[Records]
[Begin]

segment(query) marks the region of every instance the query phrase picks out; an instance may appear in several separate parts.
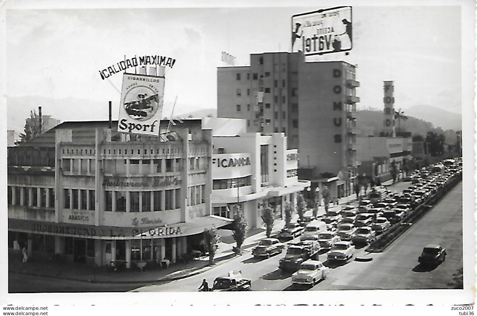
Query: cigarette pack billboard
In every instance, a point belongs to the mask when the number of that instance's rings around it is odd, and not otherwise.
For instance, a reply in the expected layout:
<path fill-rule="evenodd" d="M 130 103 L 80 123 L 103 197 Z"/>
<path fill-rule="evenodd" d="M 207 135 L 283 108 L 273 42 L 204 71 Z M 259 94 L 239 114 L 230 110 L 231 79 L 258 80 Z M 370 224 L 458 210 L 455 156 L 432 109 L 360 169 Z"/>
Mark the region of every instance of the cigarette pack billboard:
<path fill-rule="evenodd" d="M 118 132 L 158 136 L 162 116 L 164 77 L 124 73 Z"/>
<path fill-rule="evenodd" d="M 291 17 L 291 51 L 321 55 L 353 48 L 351 7 L 337 7 Z"/>

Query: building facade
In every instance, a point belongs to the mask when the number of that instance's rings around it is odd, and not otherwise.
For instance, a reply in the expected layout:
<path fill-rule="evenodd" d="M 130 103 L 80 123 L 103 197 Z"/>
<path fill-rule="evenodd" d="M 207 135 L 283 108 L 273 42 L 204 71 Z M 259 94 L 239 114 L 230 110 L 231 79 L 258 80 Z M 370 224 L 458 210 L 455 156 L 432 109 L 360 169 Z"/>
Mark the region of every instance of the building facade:
<path fill-rule="evenodd" d="M 249 132 L 281 132 L 300 153 L 300 179 L 333 197 L 353 192 L 356 158 L 356 67 L 306 62 L 301 53 L 250 55 L 250 65 L 218 69 L 218 116 L 247 120 Z"/>

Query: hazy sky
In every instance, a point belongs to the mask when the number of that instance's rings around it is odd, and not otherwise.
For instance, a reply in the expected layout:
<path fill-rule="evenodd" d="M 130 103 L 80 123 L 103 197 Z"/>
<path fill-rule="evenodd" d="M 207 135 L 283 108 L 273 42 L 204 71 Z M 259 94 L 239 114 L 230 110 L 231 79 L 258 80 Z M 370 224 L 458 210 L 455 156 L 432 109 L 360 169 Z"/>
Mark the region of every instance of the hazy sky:
<path fill-rule="evenodd" d="M 243 3 L 237 5 L 246 5 Z M 283 6 L 287 2 L 272 3 Z M 448 5 L 459 1 L 415 3 Z M 383 82 L 393 80 L 396 109 L 428 104 L 460 112 L 460 6 L 376 6 L 374 2 L 353 1 L 320 3 L 293 7 L 127 9 L 53 9 L 43 6 L 45 9 L 36 10 L 25 5 L 13 10 L 10 6 L 6 13 L 8 95 L 72 97 L 105 103 L 111 100 L 117 107 L 120 94 L 116 88 L 121 89 L 122 75 L 112 76 L 109 82 L 102 80 L 98 71 L 123 60 L 124 55 L 129 58 L 160 55 L 176 60 L 173 68 L 166 70 L 163 115 L 170 113 L 176 96 L 179 112 L 216 108 L 217 68 L 226 65 L 221 60 L 221 51 L 236 56 L 236 65 L 249 65 L 250 53 L 289 51 L 292 15 L 351 5 L 353 48 L 349 55 L 330 54 L 307 60 L 357 64 L 356 79 L 361 82 L 356 93 L 361 98 L 358 109 L 381 108 Z M 58 118 L 74 119 L 75 111 L 79 110 L 72 109 L 73 118 Z M 113 111 L 114 118 L 114 108 Z M 45 114 L 54 116 L 54 113 Z M 91 119 L 98 119 L 104 118 L 96 118 L 92 112 Z"/>

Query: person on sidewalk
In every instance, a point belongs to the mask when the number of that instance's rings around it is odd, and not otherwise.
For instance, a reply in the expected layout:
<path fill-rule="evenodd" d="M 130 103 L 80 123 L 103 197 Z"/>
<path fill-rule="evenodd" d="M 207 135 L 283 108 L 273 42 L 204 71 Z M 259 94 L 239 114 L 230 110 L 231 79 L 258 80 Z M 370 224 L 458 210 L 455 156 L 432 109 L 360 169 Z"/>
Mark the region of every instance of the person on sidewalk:
<path fill-rule="evenodd" d="M 200 285 L 199 286 L 199 291 L 200 292 L 208 292 L 208 283 L 207 283 L 207 280 L 205 279 L 202 280 L 202 284 Z"/>
<path fill-rule="evenodd" d="M 23 249 L 21 250 L 21 255 L 23 256 L 23 263 L 26 262 L 27 260 L 28 260 L 28 254 L 27 254 L 27 248 L 26 247 L 23 247 Z"/>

[End]

Goal: Output the records above as a two-column CSV with the header request,answer. Each request gets one row: put its full text in the first quoted field and its answer in the second, with line breaks turned into spaces and the pictures left out.

Finished task:
request,answer
"segment(query) marks the region of every instance the query phrase picks out; an instance may appear in several separate parts. Query: cigarette pack billboard In every instance, a point belongs to the mask when the number of that instance's rings around it is odd, and not otherwise. For instance, a reply in the expected layout: <path fill-rule=""evenodd"" d=""M 130 103 L 80 123 L 103 197 Z""/> <path fill-rule=""evenodd"" d=""M 207 135 L 283 108 L 273 42 L 204 71 Z M 259 94 L 239 114 L 230 110 L 231 79 L 258 80 Z M 370 224 L 458 210 L 455 156 L 432 109 L 360 169 Z""/> Mark the region of every instance of the cigarette pack billboard:","<path fill-rule=""evenodd"" d=""M 118 132 L 158 136 L 162 116 L 164 77 L 124 73 Z""/> <path fill-rule=""evenodd"" d=""M 291 17 L 291 51 L 321 55 L 353 48 L 351 7 L 337 7 Z""/>"
"Query: building facade In every instance, a point belongs to the mask when the number of that instance's rings around it is odd, and not otherwise. For instance, a reply in the expected layout: <path fill-rule=""evenodd"" d=""M 130 103 L 80 123 L 103 197 Z""/> <path fill-rule=""evenodd"" d=""M 207 135 L 283 108 L 273 42 L 204 71 Z M 259 94 L 239 114 L 230 110 L 231 79 L 258 80 Z M 370 224 L 458 210 L 455 156 L 432 109 L 360 169 Z""/> Mark the region of every instance of the building facade:","<path fill-rule=""evenodd"" d=""M 249 132 L 281 132 L 300 153 L 300 179 L 333 197 L 353 192 L 356 158 L 356 67 L 306 62 L 301 53 L 250 55 L 250 65 L 218 69 L 218 116 L 247 120 Z""/>"
"Query: hazy sky In every instance, a point belongs to the mask when the number of that instance's rings around it is odd, and not otherwise. For instance, a reply in the expected layout: <path fill-rule=""evenodd"" d=""M 130 103 L 80 123 L 103 197 Z""/> <path fill-rule=""evenodd"" d=""M 207 135 L 283 108 L 273 42 L 204 71 Z M 259 94 L 239 114 L 230 110 L 231 79 L 258 80 Z M 370 224 L 458 210 L 455 156 L 432 109 L 360 169 Z""/> Mark the region of every instance of the hazy sky:","<path fill-rule=""evenodd"" d=""M 243 3 L 237 5 L 246 5 Z M 283 6 L 287 2 L 272 3 Z M 448 5 L 459 1 L 415 3 Z M 383 82 L 393 80 L 396 109 L 428 104 L 460 112 L 460 6 L 376 6 L 374 2 L 353 1 L 320 3 L 293 7 L 127 9 L 53 9 L 43 6 L 45 9 L 36 10 L 25 5 L 13 10 L 10 6 L 6 13 L 8 95 L 72 97 L 105 103 L 111 100 L 117 107 L 120 94 L 116 88 L 121 89 L 122 75 L 112 76 L 109 82 L 102 80 L 98 71 L 123 60 L 124 55 L 129 58 L 160 55 L 176 60 L 173 68 L 166 70 L 163 115 L 170 113 L 176 96 L 179 112 L 216 108 L 217 68 L 226 65 L 221 60 L 221 51 L 236 56 L 236 65 L 249 65 L 250 53 L 289 51 L 292 15 L 351 5 L 353 48 L 349 55 L 330 54 L 307 60 L 357 64 L 356 79 L 361 82 L 356 93 L 361 98 L 358 109 L 381 108 Z M 58 118 L 74 119 L 75 111 L 79 110 L 72 109 L 73 118 Z M 113 111 L 114 118 L 114 108 Z M 45 114 L 54 116 L 54 113 Z M 91 119 L 98 119 L 104 118 L 96 118 L 92 112 Z""/>"
"Query: person on sidewalk In every instance, a point belongs to the mask when the number of that instance's rings around it is odd, and not otherwise. For instance, a reply in the expected layout: <path fill-rule=""evenodd"" d=""M 130 103 L 80 123 L 103 197 Z""/> <path fill-rule=""evenodd"" d=""M 207 135 L 283 108 L 273 42 L 204 71 Z M 259 94 L 239 114 L 230 110 L 231 79 L 258 80 Z M 370 224 L 458 210 L 455 156 L 432 109 L 360 169 Z""/> Mark the region of every instance of the person on sidewalk:","<path fill-rule=""evenodd"" d=""M 200 285 L 199 286 L 199 291 L 200 292 L 208 292 L 208 283 L 207 283 L 207 280 L 205 279 L 202 280 L 202 284 Z""/> <path fill-rule=""evenodd"" d=""M 23 249 L 21 250 L 21 255 L 23 256 L 23 263 L 26 262 L 27 260 L 28 260 L 28 254 L 27 254 L 27 248 L 26 247 L 23 247 Z""/>"